Exercise passage:

________________________________________

# Running Shots



## biggamehunter69 (Feb 6, 2006)

I need some help on practising for running shot. How do you guys practise? Any help would be great.


----------



## dlip (May 16, 2004)

You have to master a still shot first...Once you've done that, then you are as prepared as you can get, because you can't practice for a bouncing animal. That's why you take the shot while it is standing still, and not running away.


----------



## Sasha and Abby (May 11, 2004)

Exactly... :beer:


----------



## huntin1 (Nov 14, 2003)

I agree with dlip, first master the standing shot from a variety of positions. I would rather take a 400 yard shot at an animal that is standing unalarmed than a 100 yard shot at one that is at warp speed heading for the next county. That is not to say that I don't take running shots, I do, if the conditions are right.

________________________________________

Exercise 1: From the running shots thread, quote the text between "## huntin1 (Nov" and "conditions are right.", inclusive.
Exercise 2: In the running shots thread, how long a shot does huntin1 say he would rather take at an animal that is standing unalarmed?
Exercise 3: Carry on the running shots thread, picking up after its final post.

________________________________________

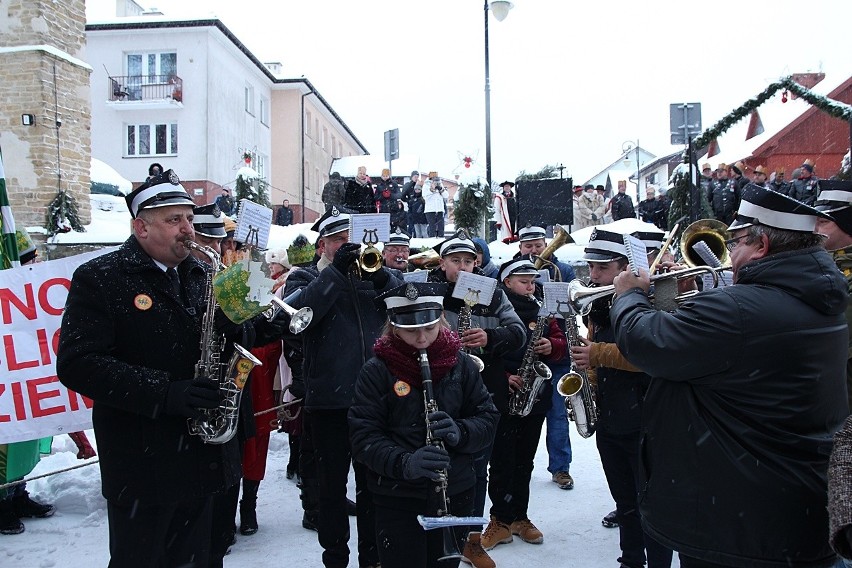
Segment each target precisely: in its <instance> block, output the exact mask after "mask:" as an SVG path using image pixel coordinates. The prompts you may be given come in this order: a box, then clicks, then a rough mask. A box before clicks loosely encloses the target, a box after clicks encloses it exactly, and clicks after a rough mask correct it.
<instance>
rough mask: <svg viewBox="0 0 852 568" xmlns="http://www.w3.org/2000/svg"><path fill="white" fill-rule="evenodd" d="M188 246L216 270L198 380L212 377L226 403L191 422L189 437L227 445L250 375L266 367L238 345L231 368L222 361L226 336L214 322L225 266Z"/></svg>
mask: <svg viewBox="0 0 852 568" xmlns="http://www.w3.org/2000/svg"><path fill="white" fill-rule="evenodd" d="M184 245H185V246H186V248H188V249H190V250H196V251H199V252H201V253H202V254H204V255H206V256H207V257H208V258H209V259H210V262H211V263H212V265H213V268H214V269H213V270H208V271H207V281H206V293H207V307H206V309H205V312H204V317H203V319H202V321H201V358H200V359H199V360H198V363H196V364H195V377H196V378H199V377H208V378H210V379H211V380H212V381H215V382H216V384H217V385H218V387H219V395H220V397H221V399H222V402H221V403H220V404H219V407H218V408H210V409H205V410H204V413H203V414H202V416H201V417H200V418H190V419H189V420H188V421H187V422H188V426H189V433H190V434H191V435H193V436H200V437H201V439H202V441H203V442H204V443H205V444H225V443H227V442H228V441H229V440H230V439H231V438H233V437H234V434H236V433H237V423H238V422H239V413H240V401H241V400H242V396H243V387H244V386H245V384H246V381H247V380H248V375H249V373H250V372H251V370H252V369H253V368H254V367H255V366H256V365H262V363H261V362H260V361H259V360H258V359H257V357H255V356H254V355H252V354H251V353H249V352H248V351H247V350H246V349H245V348H243V347H242V346H241V345H238V344H236V343H234V354H233V355H232V356H231V359H230V360H229V361H228V364H227V366H226V365H223V364H222V362H221V361H220V360H219V358H220V356H221V354H222V351H223V350H224V349H225V336H224V335H223V334H221V333H217V332H216V329H215V325H214V322H213V320H214V316H215V313H216V309H217V308H218V307H219V305H218V303H217V302H216V295H215V294H214V293H213V274H214V272H216V271H218V270H221V269H222V268H223V265H222V264H221V260H220V256H219V254H218V253H217V252H216V251H214V250H213V249H212V248H210V247H206V246H202V245H199V244H198V243H196V242H194V241H186V242H185V243H184Z"/></svg>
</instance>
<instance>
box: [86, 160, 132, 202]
mask: <svg viewBox="0 0 852 568" xmlns="http://www.w3.org/2000/svg"><path fill="white" fill-rule="evenodd" d="M89 175H90V177H91V179H92V181H95V182H99V183H106V184H109V185H114V186H116V187H117V188H118V190H119V191H121V193H123V194H124V195H127V194H128V193H130V192H131V191H132V190H133V183H132V182H130V181H129V180H127V179H125V178H124V177H122V175H121V174H120V173H118V172H117V171H115V170H114V169H113V167H112V166H110V165H109V164H106V163H104V162H102V161H100V160H98V159H97V158H92V165H91V168H90V170H89Z"/></svg>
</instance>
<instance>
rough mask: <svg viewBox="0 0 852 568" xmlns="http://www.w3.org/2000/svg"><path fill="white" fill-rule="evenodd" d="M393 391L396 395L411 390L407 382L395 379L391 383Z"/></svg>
mask: <svg viewBox="0 0 852 568" xmlns="http://www.w3.org/2000/svg"><path fill="white" fill-rule="evenodd" d="M393 392H394V393H395V394H396V396H398V397H400V398H401V397H403V396H407V395H408V393H410V392H411V387H410V386H408V383H404V382H402V381H397V382H395V383H394V384H393Z"/></svg>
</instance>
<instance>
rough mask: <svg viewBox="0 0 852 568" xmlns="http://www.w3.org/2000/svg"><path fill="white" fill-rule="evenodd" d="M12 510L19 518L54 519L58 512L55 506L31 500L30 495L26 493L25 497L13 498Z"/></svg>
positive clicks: (21, 496) (15, 496) (25, 494)
mask: <svg viewBox="0 0 852 568" xmlns="http://www.w3.org/2000/svg"><path fill="white" fill-rule="evenodd" d="M12 510H13V511H14V512H15V514H16V515H17V516H18V517H19V518H30V517H35V518H38V519H46V518H47V517H52V516H53V513H55V512H56V508H55V507H54V506H53V505H42V504H41V503H39V502H38V501H33V500H32V499H30V494H29V493H27V492H26V491H24V493H23V495H16V496H15V497H12Z"/></svg>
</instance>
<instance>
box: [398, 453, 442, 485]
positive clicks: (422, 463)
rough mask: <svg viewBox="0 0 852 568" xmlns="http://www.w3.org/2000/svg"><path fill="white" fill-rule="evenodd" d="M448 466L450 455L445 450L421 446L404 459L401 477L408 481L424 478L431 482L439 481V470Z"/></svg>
mask: <svg viewBox="0 0 852 568" xmlns="http://www.w3.org/2000/svg"><path fill="white" fill-rule="evenodd" d="M448 465H450V454H448V453H447V450H444V449H442V448H436V447H435V446H423V447H422V448H418V449H417V451H415V452H414V453H413V454H409V455H408V456H407V457H406V458H405V462H404V463H403V465H402V477H404V478H405V479H408V480H414V479H420V478H421V477H426V478H428V479H431V480H432V481H438V480H439V479H441V474H439V473H438V470H439V469H446V467H447V466H448Z"/></svg>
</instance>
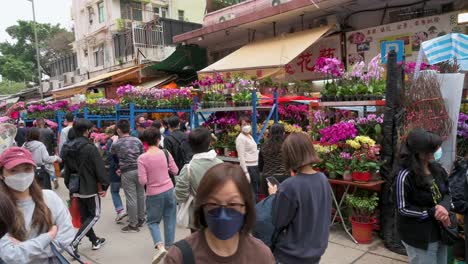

________________________________________

Answer space 1:
## huntin1 (Nov 14, 2003)

I agree with dlip, first master the standing shot from a variety of positions. I would rather take a 400 yard shot at an animal that is standing unalarmed than a 100 yard shot at one that is at warp speed heading for the next county. That is not to say that I don't take running shots, I do, if the conditions are right.

Answer space 2: A 400 yard shot.

Answer space 3:
The disclaimer out of the way, I've found that one of the best things you can do to get partice on running shots is to hunt jack rabbits, small, fast and they change direction often, very difficult to hit when running.

huntin1


----------



## southdakbearfan (Oct 11, 2004)

ditto on the jack bunnies.


----------



## Albertahunter (Oct 25, 2005)

put a target on an old tire and roll it down a hill at differnt yardages, that is good practice for running game


----------



## xdeano (Jan 14, 2005)

I agree with Hunt1.

another thing is go out and shoot clays with a shot gun, it will teach you follow through and not to stop and pull (bracketing).

I was watching Discovery here a while ago and they had a deal on about S.W.A.T and how they deal with hostages/ moving targets. they use a remote control car with helium baloons tied on at head height above the ground and they have another guy drive the car around. changing speeds and directions. I've wanted to play with this for a while, but have never gotting the opportunity. 
just an idea. 
xdeano


----------



## huntin1 (Nov 14, 2003)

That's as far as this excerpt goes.